**SET TASK:**
Write out each line exactly as given. Leave the pictures out of your copy.

**EXCERPTED RECORDS:**
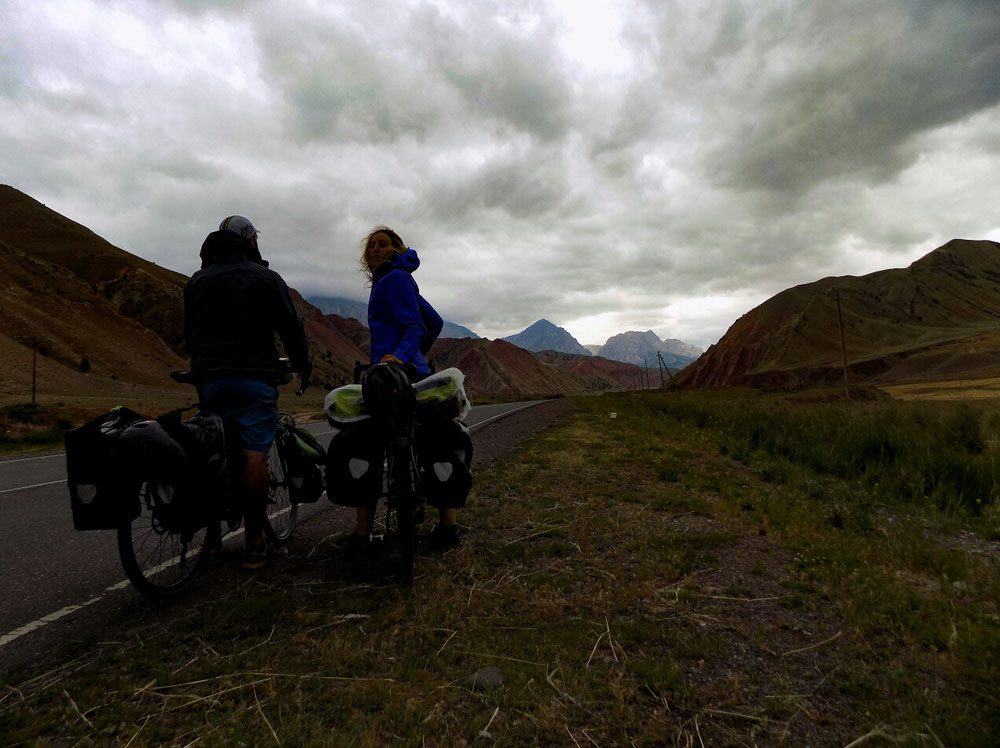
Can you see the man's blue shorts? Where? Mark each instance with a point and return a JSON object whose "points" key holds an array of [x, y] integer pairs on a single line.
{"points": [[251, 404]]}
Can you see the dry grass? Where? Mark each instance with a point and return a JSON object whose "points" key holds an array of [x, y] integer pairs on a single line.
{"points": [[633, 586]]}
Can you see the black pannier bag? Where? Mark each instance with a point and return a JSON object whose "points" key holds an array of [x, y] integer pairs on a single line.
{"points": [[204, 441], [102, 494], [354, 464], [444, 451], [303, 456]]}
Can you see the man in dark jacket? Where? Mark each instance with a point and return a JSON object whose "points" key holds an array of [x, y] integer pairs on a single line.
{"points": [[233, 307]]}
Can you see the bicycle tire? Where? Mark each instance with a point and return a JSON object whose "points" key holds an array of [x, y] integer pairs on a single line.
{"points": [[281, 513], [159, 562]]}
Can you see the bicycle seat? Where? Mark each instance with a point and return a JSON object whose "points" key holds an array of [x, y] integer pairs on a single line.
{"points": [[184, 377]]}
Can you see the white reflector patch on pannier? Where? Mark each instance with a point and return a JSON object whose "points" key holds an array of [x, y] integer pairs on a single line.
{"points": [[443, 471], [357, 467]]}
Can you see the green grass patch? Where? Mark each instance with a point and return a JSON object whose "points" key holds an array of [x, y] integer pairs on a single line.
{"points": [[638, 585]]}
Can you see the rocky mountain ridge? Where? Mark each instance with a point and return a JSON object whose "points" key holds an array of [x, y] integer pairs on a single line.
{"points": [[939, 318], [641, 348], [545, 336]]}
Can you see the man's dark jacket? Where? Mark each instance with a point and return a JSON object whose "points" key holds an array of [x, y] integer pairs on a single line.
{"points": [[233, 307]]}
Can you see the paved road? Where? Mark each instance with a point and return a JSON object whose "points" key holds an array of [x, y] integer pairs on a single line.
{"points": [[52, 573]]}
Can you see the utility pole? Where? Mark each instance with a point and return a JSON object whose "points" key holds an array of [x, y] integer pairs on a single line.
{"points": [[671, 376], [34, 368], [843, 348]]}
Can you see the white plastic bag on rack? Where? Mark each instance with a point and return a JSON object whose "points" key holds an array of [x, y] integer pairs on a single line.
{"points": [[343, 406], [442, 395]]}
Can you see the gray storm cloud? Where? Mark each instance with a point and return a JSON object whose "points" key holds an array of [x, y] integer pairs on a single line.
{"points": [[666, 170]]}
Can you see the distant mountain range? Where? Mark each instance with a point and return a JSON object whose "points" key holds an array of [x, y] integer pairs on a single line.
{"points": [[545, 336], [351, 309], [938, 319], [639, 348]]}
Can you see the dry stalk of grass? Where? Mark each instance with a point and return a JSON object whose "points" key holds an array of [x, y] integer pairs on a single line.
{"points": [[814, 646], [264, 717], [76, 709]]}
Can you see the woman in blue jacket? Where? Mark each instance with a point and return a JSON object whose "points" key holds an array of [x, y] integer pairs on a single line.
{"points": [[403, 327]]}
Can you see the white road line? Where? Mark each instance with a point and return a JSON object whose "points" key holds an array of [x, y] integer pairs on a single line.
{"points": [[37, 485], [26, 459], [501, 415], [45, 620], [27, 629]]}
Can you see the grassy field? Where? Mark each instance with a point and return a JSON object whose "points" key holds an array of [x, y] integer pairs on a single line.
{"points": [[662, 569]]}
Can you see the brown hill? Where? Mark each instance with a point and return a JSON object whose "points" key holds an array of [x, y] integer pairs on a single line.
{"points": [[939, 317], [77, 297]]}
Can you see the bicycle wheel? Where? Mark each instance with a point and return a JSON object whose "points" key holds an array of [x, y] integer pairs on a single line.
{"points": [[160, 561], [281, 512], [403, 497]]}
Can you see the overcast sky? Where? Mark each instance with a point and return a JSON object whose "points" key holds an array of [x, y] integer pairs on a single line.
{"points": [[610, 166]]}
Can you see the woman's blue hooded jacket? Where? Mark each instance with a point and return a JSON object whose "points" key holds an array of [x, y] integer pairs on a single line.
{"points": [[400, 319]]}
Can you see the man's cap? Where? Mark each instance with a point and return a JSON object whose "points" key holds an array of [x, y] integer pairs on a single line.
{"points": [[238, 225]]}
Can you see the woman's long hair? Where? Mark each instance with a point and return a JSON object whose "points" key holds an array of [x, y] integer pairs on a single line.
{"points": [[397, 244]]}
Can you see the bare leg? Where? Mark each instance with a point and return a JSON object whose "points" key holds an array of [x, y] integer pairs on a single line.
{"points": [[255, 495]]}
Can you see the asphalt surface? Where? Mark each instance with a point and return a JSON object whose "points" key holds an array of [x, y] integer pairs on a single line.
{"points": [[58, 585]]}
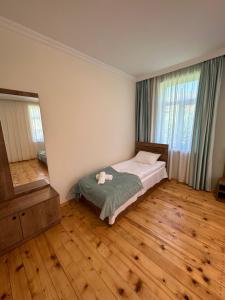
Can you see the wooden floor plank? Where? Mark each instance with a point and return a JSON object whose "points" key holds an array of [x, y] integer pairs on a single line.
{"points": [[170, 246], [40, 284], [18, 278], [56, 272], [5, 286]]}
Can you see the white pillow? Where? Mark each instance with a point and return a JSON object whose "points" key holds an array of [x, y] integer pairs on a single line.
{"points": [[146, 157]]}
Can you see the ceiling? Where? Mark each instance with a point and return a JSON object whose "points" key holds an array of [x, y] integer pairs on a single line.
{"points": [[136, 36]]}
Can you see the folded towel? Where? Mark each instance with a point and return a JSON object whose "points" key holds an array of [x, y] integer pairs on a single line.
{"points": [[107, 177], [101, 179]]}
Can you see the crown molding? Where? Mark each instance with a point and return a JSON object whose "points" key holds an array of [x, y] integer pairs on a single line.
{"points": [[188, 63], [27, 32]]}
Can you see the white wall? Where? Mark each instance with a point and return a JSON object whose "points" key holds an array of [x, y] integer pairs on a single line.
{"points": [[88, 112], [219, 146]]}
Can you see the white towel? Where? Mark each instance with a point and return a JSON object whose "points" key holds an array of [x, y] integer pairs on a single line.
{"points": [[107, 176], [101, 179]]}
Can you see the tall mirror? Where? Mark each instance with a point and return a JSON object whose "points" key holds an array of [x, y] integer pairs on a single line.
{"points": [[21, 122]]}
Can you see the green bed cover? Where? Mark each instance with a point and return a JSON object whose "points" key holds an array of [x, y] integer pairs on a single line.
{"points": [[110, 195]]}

**RESPONSE TO THE EXERCISE:**
Can you see the man's blue shorts? Where? Mark each instance with a point and return a JSON object whose "points" key holds an array of [x, y] integer pairs on a single line.
{"points": [[251, 404]]}
Can you see the dry grass? Where? Mark each instance with a point and return a JSON object whose "points" key holds an array of [x, y] integer pairs on a single line.
{"points": [[633, 586]]}
Can you see the black pannier bag? Where? Mark each instance with a point and return a JSON object whose "points" key holds an array of [x, y] integer pairs on a single line.
{"points": [[204, 441], [102, 494], [354, 464], [444, 451], [303, 456]]}
Can you see the man in dark jacket? Where? Mark each instance with a point and return a JSON object whose "points" key holds an array of [x, y] integer pairs on a single line.
{"points": [[233, 307]]}
Can you see the bicycle tire? Where? Mark each instance with a point and return a JSON object whose "points" key holds an array of [x, y] integer pairs on a single line.
{"points": [[281, 513], [159, 562]]}
Can you see the bicycle seat? Where? Mark each instance with a point and return a JSON object whose "points" key holds an array of [x, y] integer pairs on a single line.
{"points": [[184, 377]]}
Can you see the white reflector patch on pannier? Where? Mark each instance with a point and return a JSON object whose "points" key holds an array of [x, y] integer pairs on a single line.
{"points": [[443, 471], [357, 467]]}
Can you see the green grass patch? Where? Mark each instance with a point and return a JSON object whose "points" key holds an array of [x, y] integer pairs on a single line.
{"points": [[638, 585]]}
Can you see the rocky mountain ridge? Where? Mark each instance with a point and return a JSON object whose "points" key holds an array of [x, y] integer pairs on a single line.
{"points": [[939, 318], [641, 348], [545, 336]]}
Can you see the man's dark jacket? Where? Mark each instance with a point and return a JSON object whose "points" key holds an array of [x, y] integer pairs on a single line.
{"points": [[233, 307]]}
Can you see the paved road? Where? Mark each instance with a point and return a JSON object whose "points" key holds an array of [x, y] integer pairs on a single line.
{"points": [[52, 573]]}
Can you see the utility pole? Where? Mark each instance with a point and return a JSON object whose "points" key holds an array of [x, y] integer pairs on a single line.
{"points": [[671, 376], [34, 368], [843, 348]]}
Can you see the white plastic bag on rack? Where? Mark each instance with a point and return a JSON object whose "points" key holds an array of [x, y] integer pairs on a single line.
{"points": [[343, 406], [442, 395]]}
Can you see the gray storm cloud? Where? Mark each instance with a point and return a JSON object whose "points" key holds an array of [x, y] integer pairs on a single line.
{"points": [[666, 170]]}
Can you see the distant mountain range? Where? Mark each instance with a point and return a JSON object whose "points" key holds an array of [x, y] integer pairs on a single line.
{"points": [[545, 336], [351, 309], [938, 319], [639, 348]]}
Can you see the dry stalk of grass? Where? Mark each instance with a point and return a JSON object whose "points" key holds an array of [x, y] integer pairs on a single line.
{"points": [[814, 646], [264, 717], [76, 709]]}
Can you see the woman in blue jacket? Where? Mark each instance with a point and return a JSON object whose "points" key holds an array of [x, y] integer pairs on a single line.
{"points": [[403, 327]]}
Can you see the white road line? Where? Mark each instance with a point and return a JSON object whose "points" key holds an array of [x, y] integer pairs on a single line.
{"points": [[37, 485], [26, 459], [501, 415], [45, 620], [27, 629]]}
Can you see the grassy field? Where? Mark each instance with a point and return a JSON object whose "points" key holds an array of [x, y] integer pairs on a single line.
{"points": [[662, 569]]}
Can you see the brown hill? Where? Mark each instance with a point and return a JSON object whose "points" key holds an array of [x, y] integer pairs on a single line.
{"points": [[939, 317], [77, 297]]}
Can you see the bicycle wheel? Where? Mark each instance with a point and return a JSON object whose "points" key holds an array of [x, y] integer pairs on a single line.
{"points": [[160, 561], [281, 512], [403, 497]]}
Can you see the overcast sky? Where? Mark each instance with a point and return a JSON object whose "points" key holds an array of [x, y] integer pairs on a single line.
{"points": [[610, 166]]}
Can you see the woman's blue hooded jacket? Where? Mark each instance with a point and return a JSON object whose "points" key holds an array of [x, y] integer pairs on a single line.
{"points": [[400, 319]]}
Can you see the man's cap? Where? Mark each instance with a point and return a JSON object whose "points" key holds an array of [x, y] integer pairs on a single line.
{"points": [[238, 225]]}
Can you see the woman's long hair? Where? Mark each instance with a point and return a JSON object whose "points" key holds an array of [x, y] integer pairs on a single line.
{"points": [[397, 244]]}
Can you see the bare leg? Where? Mark each instance with a point and return a JSON object whose "points" key holds an array of [x, y] integer pairs on a single line.
{"points": [[255, 495]]}
Can you see the asphalt surface? Where? Mark each instance with a point and return a JSON object whose "points" key holds an array of [x, y] integer pairs on a single line.
{"points": [[58, 585]]}
Can you see the wooden floor plank? Where? Mark each instance with a point and return a JSON object whose "points" key holds an array of [x, y] integer pairs on a single line.
{"points": [[170, 246], [40, 284], [18, 278], [56, 272], [5, 286]]}
Can you see the white pillow? Where? Mark each instance with a point and return a JSON object whose "points" key holds an array of [x, y] integer pairs on a single line.
{"points": [[146, 157]]}
Can you see the ceiling? Where? Mark each instance with a point and return a JSON object whose "points" key holds an array of [x, y] integer pairs on a single line.
{"points": [[136, 36]]}
Can you see the folded towel? Where? Mark each instance with a point and return a JSON object whose "points" key holds an array of [x, y] integer pairs on a single line.
{"points": [[107, 177], [101, 179]]}
Can you see the crown molding? Where? Mark each instance with a point and return a JSON object whose "points" key holds an array of [x, y] integer pairs on a single line.
{"points": [[188, 63], [27, 32]]}
Can you see the white wall? Where? Mark each instance with a point and return a JSON object whose "points" key holds an array of [x, y] integer pairs on a single line.
{"points": [[88, 112], [219, 146]]}
Can you see the white towel? Where? Mark each instance with a point and return a JSON object whose "points" key holds an array of [x, y] integer pairs on a single line.
{"points": [[107, 176], [101, 179]]}
Can you see the tall mirror? Where? Mark each instance with a point and return a JSON object whose "points" key holds an array of [x, y] integer pairs on a single line.
{"points": [[21, 122]]}
Can you see the green bed cover? Where? Mark each instance with a point and return a JSON object whose "points" key holds an array of [x, y] integer pairs on a single line.
{"points": [[110, 195]]}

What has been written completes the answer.